Written task: Rewrite all the items below, switching "every instance" to "all instances" and changing nothing else. Leave the pictures out.

Provided entries:
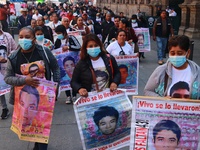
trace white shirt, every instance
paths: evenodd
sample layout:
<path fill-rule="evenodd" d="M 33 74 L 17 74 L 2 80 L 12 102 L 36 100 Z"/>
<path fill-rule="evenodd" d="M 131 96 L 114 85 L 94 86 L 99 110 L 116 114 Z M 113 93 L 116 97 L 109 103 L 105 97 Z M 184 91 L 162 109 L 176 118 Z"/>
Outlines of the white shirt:
<path fill-rule="evenodd" d="M 94 73 L 96 76 L 96 81 L 99 90 L 103 90 L 108 88 L 108 83 L 109 83 L 109 74 L 108 71 L 106 70 L 105 63 L 101 57 L 97 60 L 92 60 L 92 66 L 94 68 Z M 92 84 L 92 90 L 91 91 L 96 91 L 96 84 Z"/>
<path fill-rule="evenodd" d="M 167 91 L 167 95 L 168 96 L 170 95 L 170 90 L 171 90 L 172 86 L 179 81 L 184 81 L 184 82 L 188 83 L 188 85 L 190 87 L 191 77 L 192 77 L 192 74 L 191 74 L 191 68 L 189 65 L 184 70 L 178 70 L 178 69 L 172 67 L 172 83 L 169 87 L 169 90 Z"/>
<path fill-rule="evenodd" d="M 131 55 L 134 54 L 134 50 L 132 48 L 132 46 L 130 44 L 128 44 L 128 42 L 125 42 L 124 46 L 121 46 L 121 48 L 123 49 L 125 55 Z M 120 48 L 117 40 L 110 43 L 108 45 L 108 47 L 106 48 L 107 52 L 110 53 L 113 56 L 119 56 L 119 53 L 122 51 L 122 49 Z"/>
<path fill-rule="evenodd" d="M 48 26 L 54 31 L 55 28 L 58 26 L 58 25 L 61 25 L 61 21 L 58 21 L 57 23 L 53 23 L 53 22 L 49 22 Z"/>

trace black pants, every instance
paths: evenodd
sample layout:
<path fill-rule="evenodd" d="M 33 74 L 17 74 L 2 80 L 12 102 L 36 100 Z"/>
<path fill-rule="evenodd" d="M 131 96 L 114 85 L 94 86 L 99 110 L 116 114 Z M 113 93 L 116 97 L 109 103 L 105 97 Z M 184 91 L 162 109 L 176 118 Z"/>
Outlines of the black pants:
<path fill-rule="evenodd" d="M 35 142 L 33 150 L 47 150 L 48 144 Z"/>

Solution to this exercise:
trace white shirt, all instances
paths: evenodd
sample layout:
<path fill-rule="evenodd" d="M 33 74 L 17 74 L 2 80 L 12 102 L 36 100 Z"/>
<path fill-rule="evenodd" d="M 131 96 L 114 85 L 94 86 L 99 110 L 116 114 Z M 113 93 L 116 97 L 109 103 L 105 97 Z M 184 91 L 162 109 L 176 118 Z"/>
Outlines of the white shirt:
<path fill-rule="evenodd" d="M 94 73 L 96 76 L 96 81 L 99 90 L 103 90 L 108 88 L 108 83 L 109 83 L 109 74 L 108 71 L 106 70 L 105 63 L 101 57 L 97 60 L 92 60 L 92 66 L 94 68 Z M 92 84 L 92 90 L 91 91 L 96 91 L 96 84 Z"/>
<path fill-rule="evenodd" d="M 167 91 L 167 95 L 168 96 L 170 95 L 170 90 L 171 90 L 172 86 L 179 81 L 184 81 L 184 82 L 188 83 L 188 85 L 190 87 L 191 77 L 192 77 L 192 74 L 191 74 L 191 68 L 189 65 L 184 70 L 178 70 L 178 69 L 172 67 L 172 83 L 169 87 L 169 90 Z"/>
<path fill-rule="evenodd" d="M 131 55 L 134 54 L 134 50 L 132 48 L 132 46 L 130 44 L 128 44 L 128 42 L 125 42 L 124 46 L 121 46 L 121 48 L 123 49 L 125 55 Z M 120 48 L 117 40 L 110 43 L 108 45 L 108 47 L 106 48 L 107 52 L 110 53 L 113 56 L 119 56 L 119 53 L 122 51 L 122 49 Z"/>
<path fill-rule="evenodd" d="M 48 26 L 54 31 L 55 28 L 58 26 L 58 25 L 61 25 L 61 21 L 58 21 L 57 23 L 53 23 L 53 22 L 49 22 Z"/>

trace black pants, all instances
paths: evenodd
sample layout:
<path fill-rule="evenodd" d="M 33 74 L 17 74 L 2 80 L 12 102 L 36 100 Z"/>
<path fill-rule="evenodd" d="M 131 96 L 114 85 L 94 86 L 99 110 L 116 114 Z M 113 93 L 116 97 L 109 103 L 105 97 Z M 184 91 L 162 109 L 176 118 Z"/>
Outlines of the black pants:
<path fill-rule="evenodd" d="M 35 142 L 33 150 L 47 150 L 48 144 Z"/>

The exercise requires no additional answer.